THE RECORDS:

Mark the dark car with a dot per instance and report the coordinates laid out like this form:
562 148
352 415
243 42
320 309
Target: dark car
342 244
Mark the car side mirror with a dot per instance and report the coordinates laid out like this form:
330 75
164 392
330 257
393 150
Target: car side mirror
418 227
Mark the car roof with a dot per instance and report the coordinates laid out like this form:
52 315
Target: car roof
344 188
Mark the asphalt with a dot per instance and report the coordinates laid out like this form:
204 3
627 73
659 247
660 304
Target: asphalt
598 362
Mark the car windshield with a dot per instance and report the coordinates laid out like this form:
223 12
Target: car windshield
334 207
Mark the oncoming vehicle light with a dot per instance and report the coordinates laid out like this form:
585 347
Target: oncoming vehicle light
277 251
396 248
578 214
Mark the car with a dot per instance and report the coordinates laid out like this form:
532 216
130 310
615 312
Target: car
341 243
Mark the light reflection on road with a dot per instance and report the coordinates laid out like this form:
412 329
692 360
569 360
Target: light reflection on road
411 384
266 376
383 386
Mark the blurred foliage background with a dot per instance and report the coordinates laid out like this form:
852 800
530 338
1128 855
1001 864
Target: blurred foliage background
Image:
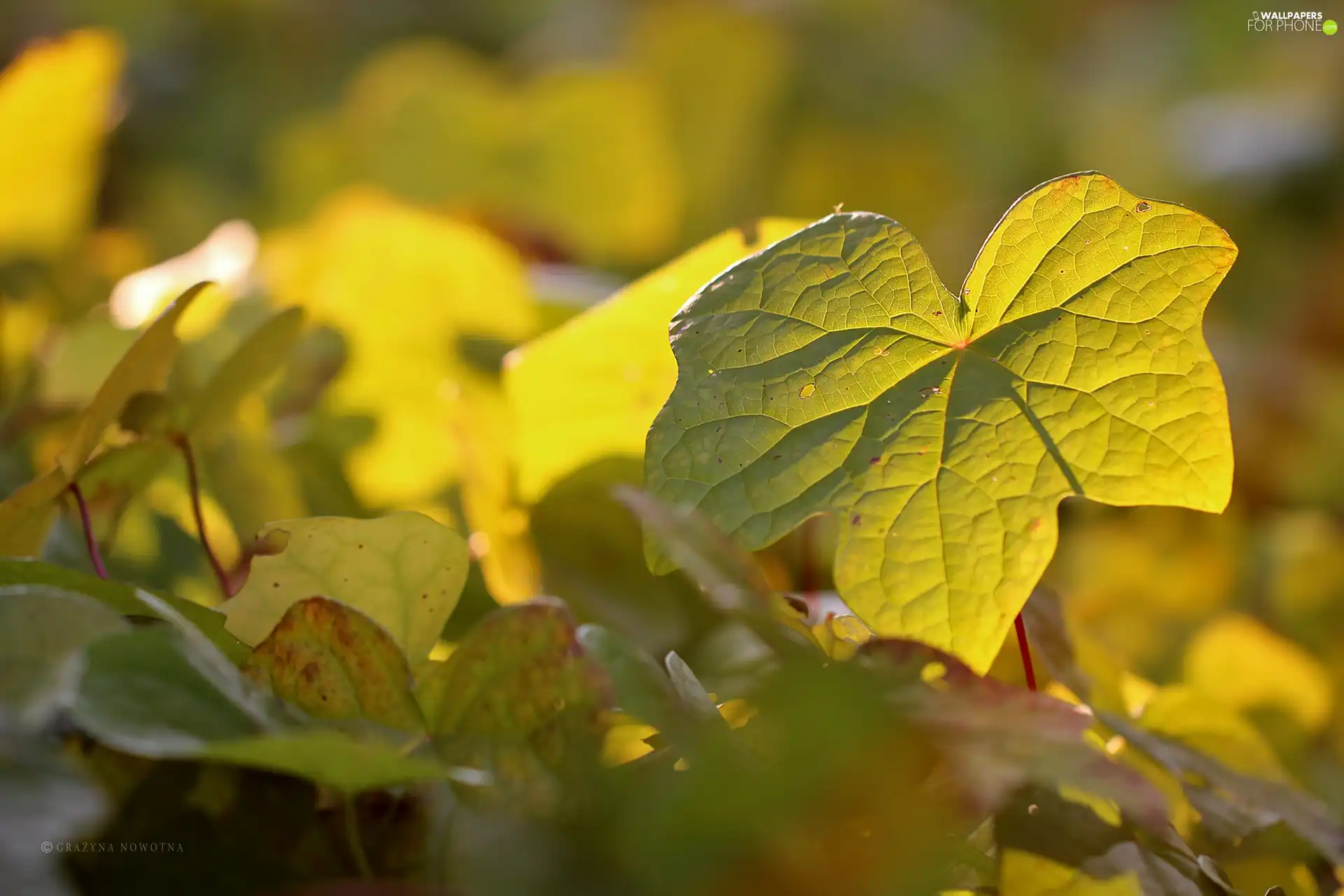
353 158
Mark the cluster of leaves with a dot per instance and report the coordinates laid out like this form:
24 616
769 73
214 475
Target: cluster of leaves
335 713
315 727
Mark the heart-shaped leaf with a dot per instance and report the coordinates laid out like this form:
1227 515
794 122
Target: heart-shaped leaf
122 598
518 680
834 372
55 106
335 663
39 628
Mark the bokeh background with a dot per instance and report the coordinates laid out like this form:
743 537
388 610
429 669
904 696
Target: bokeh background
597 139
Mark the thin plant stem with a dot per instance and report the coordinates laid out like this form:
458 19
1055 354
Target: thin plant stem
356 848
1026 653
88 527
194 485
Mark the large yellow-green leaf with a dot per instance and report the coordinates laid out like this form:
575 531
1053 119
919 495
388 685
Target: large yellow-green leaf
578 155
1241 664
27 514
335 663
401 285
590 388
55 112
834 372
143 368
722 115
403 571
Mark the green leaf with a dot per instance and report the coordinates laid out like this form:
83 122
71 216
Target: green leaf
403 571
575 405
143 368
141 695
122 598
55 104
255 359
334 663
834 372
328 758
519 678
39 629
27 514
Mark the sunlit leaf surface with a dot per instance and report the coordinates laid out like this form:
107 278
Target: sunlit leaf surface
403 571
835 372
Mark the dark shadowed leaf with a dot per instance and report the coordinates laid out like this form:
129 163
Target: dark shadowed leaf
42 801
335 663
518 680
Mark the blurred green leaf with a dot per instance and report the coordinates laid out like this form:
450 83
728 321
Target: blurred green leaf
255 360
122 598
43 801
518 681
334 663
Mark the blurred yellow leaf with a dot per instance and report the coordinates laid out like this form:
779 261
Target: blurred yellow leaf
27 514
403 571
1241 664
402 285
55 111
577 155
1028 875
592 387
626 741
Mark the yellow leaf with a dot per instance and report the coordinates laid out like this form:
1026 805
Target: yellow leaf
403 571
402 285
27 514
592 387
722 115
1241 664
55 111
143 368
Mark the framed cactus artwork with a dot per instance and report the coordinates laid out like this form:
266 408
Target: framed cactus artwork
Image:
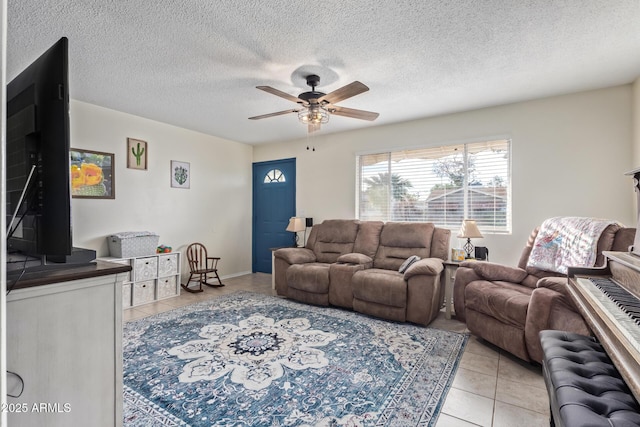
180 174
136 154
92 174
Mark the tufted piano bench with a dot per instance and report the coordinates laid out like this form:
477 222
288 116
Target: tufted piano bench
585 388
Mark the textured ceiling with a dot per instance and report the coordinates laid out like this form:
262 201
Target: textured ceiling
195 64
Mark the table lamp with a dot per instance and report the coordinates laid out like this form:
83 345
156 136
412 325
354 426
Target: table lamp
296 224
469 230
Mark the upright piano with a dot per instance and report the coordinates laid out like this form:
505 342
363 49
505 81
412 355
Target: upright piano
609 300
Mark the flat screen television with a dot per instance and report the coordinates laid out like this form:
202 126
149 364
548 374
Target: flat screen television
38 193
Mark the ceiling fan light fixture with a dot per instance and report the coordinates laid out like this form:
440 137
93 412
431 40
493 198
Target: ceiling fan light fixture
314 114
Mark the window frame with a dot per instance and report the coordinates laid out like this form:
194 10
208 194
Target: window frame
500 219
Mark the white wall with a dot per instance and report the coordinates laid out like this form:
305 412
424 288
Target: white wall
569 155
216 210
635 110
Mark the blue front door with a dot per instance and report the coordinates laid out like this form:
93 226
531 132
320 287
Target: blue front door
274 202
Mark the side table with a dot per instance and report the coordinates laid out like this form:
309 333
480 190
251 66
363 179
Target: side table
450 268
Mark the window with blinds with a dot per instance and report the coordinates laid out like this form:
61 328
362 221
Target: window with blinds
443 185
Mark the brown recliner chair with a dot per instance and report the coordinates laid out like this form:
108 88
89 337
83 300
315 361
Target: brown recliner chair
509 306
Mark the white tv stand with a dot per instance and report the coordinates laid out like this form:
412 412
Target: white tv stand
64 339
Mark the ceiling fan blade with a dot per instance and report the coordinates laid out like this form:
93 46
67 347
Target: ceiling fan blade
352 89
278 113
281 94
353 113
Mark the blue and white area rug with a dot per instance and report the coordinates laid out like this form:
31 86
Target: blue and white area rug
253 360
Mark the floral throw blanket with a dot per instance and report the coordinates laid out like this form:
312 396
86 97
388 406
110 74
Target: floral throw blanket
567 241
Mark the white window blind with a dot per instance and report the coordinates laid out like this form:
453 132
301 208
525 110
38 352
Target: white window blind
443 185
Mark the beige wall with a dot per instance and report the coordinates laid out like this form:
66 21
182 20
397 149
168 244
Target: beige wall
636 122
569 155
216 210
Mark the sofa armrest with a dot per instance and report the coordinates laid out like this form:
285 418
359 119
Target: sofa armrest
295 255
425 266
356 258
556 284
496 272
549 309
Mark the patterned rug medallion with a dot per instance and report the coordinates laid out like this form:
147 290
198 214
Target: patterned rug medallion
253 360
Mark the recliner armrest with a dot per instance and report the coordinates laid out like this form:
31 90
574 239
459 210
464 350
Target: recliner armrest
557 284
492 271
425 266
355 258
295 255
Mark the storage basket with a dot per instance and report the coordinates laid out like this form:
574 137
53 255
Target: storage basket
131 244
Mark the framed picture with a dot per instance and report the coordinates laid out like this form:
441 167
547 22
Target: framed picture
136 154
180 174
92 174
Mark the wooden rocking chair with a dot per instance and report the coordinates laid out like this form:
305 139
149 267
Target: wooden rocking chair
201 265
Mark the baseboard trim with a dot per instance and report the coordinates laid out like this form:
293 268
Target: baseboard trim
230 276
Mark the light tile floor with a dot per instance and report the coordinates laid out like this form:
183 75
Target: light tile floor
491 388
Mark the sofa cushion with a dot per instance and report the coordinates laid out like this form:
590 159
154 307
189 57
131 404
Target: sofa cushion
504 301
334 238
400 240
384 287
311 277
368 238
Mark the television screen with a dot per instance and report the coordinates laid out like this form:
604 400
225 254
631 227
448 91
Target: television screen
37 175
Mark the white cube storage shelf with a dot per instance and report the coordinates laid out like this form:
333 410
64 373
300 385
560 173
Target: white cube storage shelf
152 278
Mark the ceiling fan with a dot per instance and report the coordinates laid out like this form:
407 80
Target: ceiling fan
316 107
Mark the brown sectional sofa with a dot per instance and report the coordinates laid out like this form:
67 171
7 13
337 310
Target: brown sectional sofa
354 264
509 306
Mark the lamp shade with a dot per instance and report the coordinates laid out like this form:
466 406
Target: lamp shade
296 224
469 229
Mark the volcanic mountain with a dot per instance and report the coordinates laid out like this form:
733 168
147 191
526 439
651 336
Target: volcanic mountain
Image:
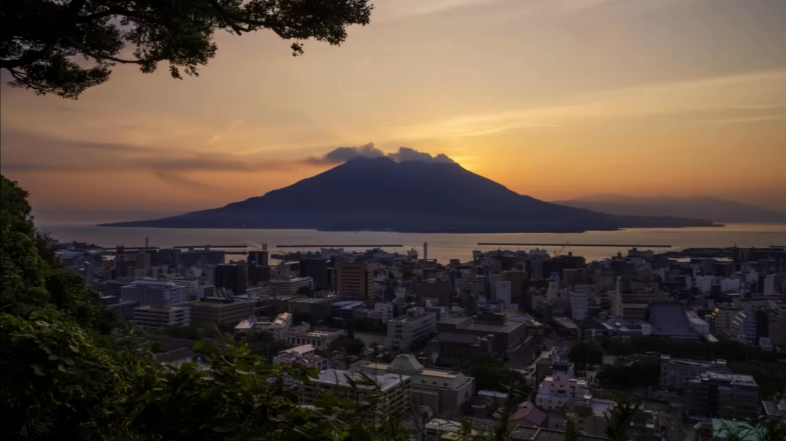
379 194
718 210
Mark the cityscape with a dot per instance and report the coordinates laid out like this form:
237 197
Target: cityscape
699 335
393 220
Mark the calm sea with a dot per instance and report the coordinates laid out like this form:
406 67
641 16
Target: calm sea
440 246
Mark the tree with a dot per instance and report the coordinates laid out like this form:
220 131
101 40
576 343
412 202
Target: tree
617 420
40 40
586 353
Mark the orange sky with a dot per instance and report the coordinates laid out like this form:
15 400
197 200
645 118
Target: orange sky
552 98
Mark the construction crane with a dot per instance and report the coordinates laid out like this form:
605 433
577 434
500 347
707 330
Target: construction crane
557 253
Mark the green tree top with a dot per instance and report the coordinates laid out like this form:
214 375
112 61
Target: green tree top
41 39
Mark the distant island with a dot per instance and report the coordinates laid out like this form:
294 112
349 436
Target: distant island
380 194
715 209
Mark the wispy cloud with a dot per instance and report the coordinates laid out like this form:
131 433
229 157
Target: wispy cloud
737 94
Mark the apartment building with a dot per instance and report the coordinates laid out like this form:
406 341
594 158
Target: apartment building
161 315
443 391
723 395
675 372
355 279
149 291
319 337
415 326
208 314
392 390
560 388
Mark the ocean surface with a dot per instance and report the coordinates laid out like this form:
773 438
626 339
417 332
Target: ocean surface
440 246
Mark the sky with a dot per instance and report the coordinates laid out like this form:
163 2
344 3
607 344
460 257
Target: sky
555 99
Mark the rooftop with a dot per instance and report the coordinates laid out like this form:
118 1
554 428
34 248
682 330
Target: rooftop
341 378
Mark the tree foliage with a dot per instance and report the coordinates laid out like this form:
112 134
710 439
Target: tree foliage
41 41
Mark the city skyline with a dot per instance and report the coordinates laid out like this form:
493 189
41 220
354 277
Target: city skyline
555 100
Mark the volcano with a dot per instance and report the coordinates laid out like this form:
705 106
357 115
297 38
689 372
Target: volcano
379 194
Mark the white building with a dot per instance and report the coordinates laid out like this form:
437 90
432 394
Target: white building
190 287
320 338
502 291
392 390
148 291
284 287
579 305
697 324
560 387
726 284
415 326
384 312
161 316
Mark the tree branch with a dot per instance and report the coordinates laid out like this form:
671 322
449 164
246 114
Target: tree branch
97 56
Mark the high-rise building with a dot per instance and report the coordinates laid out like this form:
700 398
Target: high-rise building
232 277
723 395
518 283
159 316
355 279
258 257
149 291
318 270
415 326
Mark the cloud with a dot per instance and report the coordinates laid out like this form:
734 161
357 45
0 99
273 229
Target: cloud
341 155
344 154
408 154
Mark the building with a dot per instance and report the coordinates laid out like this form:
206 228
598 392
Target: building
391 390
231 277
355 279
508 335
444 392
206 314
305 355
675 373
345 309
579 305
722 395
286 287
384 312
518 283
720 320
670 319
162 315
560 388
319 271
258 274
415 326
319 337
502 292
189 286
278 327
125 309
459 350
149 291
630 300
438 290
258 257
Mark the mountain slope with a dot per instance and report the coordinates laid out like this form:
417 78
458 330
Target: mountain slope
718 210
413 196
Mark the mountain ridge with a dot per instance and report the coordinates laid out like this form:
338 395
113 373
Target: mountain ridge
714 208
379 194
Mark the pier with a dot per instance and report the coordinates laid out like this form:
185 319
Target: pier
340 246
602 245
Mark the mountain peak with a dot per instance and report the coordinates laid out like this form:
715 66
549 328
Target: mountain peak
380 193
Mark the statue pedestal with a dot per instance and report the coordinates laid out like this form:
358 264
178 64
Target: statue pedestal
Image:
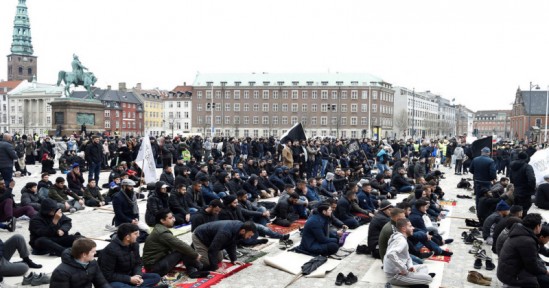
69 114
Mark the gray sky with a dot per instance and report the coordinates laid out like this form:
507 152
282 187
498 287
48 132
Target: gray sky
478 52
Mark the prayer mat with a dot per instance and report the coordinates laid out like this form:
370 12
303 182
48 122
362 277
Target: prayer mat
448 203
286 230
249 255
212 279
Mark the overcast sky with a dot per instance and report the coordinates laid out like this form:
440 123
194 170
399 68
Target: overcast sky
478 52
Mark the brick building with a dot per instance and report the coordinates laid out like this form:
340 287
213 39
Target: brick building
493 122
528 115
262 105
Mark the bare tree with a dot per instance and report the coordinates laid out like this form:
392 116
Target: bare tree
401 122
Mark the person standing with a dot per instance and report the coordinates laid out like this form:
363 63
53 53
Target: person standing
483 169
7 156
398 265
523 177
94 157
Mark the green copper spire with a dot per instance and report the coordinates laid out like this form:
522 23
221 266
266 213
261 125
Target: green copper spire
22 44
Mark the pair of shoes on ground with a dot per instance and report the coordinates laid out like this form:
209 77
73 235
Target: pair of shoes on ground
36 279
477 278
350 279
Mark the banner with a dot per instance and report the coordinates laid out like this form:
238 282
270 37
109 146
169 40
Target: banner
540 163
295 133
479 144
145 158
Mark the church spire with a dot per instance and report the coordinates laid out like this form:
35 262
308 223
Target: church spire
22 40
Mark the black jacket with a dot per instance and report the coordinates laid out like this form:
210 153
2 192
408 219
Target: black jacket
119 263
71 274
379 220
202 217
41 224
522 176
519 256
217 236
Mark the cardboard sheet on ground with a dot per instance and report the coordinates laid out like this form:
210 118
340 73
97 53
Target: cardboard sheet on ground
376 275
291 262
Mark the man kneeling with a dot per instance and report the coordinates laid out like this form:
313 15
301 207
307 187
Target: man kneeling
163 250
397 264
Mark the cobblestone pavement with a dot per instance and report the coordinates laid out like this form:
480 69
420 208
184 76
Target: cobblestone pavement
91 223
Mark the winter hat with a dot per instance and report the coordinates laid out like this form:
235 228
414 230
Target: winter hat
227 200
502 206
515 209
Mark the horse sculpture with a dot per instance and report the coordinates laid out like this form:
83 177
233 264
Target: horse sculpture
69 78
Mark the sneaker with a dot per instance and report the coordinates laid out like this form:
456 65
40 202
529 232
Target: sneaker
12 224
351 279
27 279
340 279
40 279
489 265
478 264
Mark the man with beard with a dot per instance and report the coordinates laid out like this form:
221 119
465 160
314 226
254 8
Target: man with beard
523 177
211 239
163 251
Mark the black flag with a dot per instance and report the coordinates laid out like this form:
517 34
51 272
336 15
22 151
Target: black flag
295 133
479 144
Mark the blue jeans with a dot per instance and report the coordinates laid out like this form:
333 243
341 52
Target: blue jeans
93 173
406 189
149 280
7 174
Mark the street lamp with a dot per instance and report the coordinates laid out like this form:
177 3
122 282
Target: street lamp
530 108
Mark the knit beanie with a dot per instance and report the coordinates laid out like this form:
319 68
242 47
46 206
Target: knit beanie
502 206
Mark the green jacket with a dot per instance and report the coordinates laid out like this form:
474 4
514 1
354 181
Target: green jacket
160 243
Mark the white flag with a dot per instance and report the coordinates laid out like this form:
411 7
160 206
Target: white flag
145 159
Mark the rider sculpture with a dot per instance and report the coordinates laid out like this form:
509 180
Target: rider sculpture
77 77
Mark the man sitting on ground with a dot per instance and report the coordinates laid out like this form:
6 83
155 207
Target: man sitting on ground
121 263
71 272
163 251
317 239
211 239
398 265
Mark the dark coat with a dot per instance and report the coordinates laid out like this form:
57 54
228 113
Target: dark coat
70 274
518 256
217 236
379 220
119 263
523 177
316 233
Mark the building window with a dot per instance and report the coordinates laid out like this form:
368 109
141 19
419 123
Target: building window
294 107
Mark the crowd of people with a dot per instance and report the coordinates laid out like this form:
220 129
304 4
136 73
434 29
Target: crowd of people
215 185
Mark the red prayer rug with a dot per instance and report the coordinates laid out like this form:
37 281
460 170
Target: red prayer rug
286 230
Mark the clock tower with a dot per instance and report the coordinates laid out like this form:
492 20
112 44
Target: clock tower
22 64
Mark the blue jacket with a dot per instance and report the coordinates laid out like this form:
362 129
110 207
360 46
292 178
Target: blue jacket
316 233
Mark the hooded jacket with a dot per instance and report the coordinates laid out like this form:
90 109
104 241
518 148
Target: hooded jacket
72 274
156 202
523 177
41 225
518 256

DIRECTION:
Quote the lines of the listing above that run from the line with "Mark the red" through its last line, both included, and nothing else.

SOLUTION:
Mark the red prayer rug with a dot per instance and report the coordinates laid out like this form:
37 281
460 170
Target: red prayer rug
286 230
Mark the clock tower with a dot per instance and report the coordinates laid out like this form:
492 20
112 44
Target: clock tower
22 64
Mark the blue jacket with a dot per instance and report the coordinates laid out like this form:
362 129
110 207
360 46
292 178
Target: blue jacket
316 233
Mark the hooded jacket with a dot per instance and report the coordinates laid out like this form:
90 109
104 241
518 148
Target: hooded jacket
72 274
156 202
523 177
41 225
518 256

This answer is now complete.